# Start of Records to use

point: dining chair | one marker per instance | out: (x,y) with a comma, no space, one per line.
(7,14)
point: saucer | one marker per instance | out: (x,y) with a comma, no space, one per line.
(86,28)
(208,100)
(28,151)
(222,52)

# End of Records to use

Given exercise:
Recast every line of the items above as a JSON list of strings, one string per line, leaving out any blank lines.

Worked answer:
[
  "point: dining chair | one marker per instance | out: (x,y) with a comma, no space, one per line.",
  "(7,14)",
  "point: saucer | one marker per instance | out: (x,y) with a comma, no space, one per line.",
  "(86,28)",
  "(208,100)",
  "(28,151)",
  "(222,52)"
]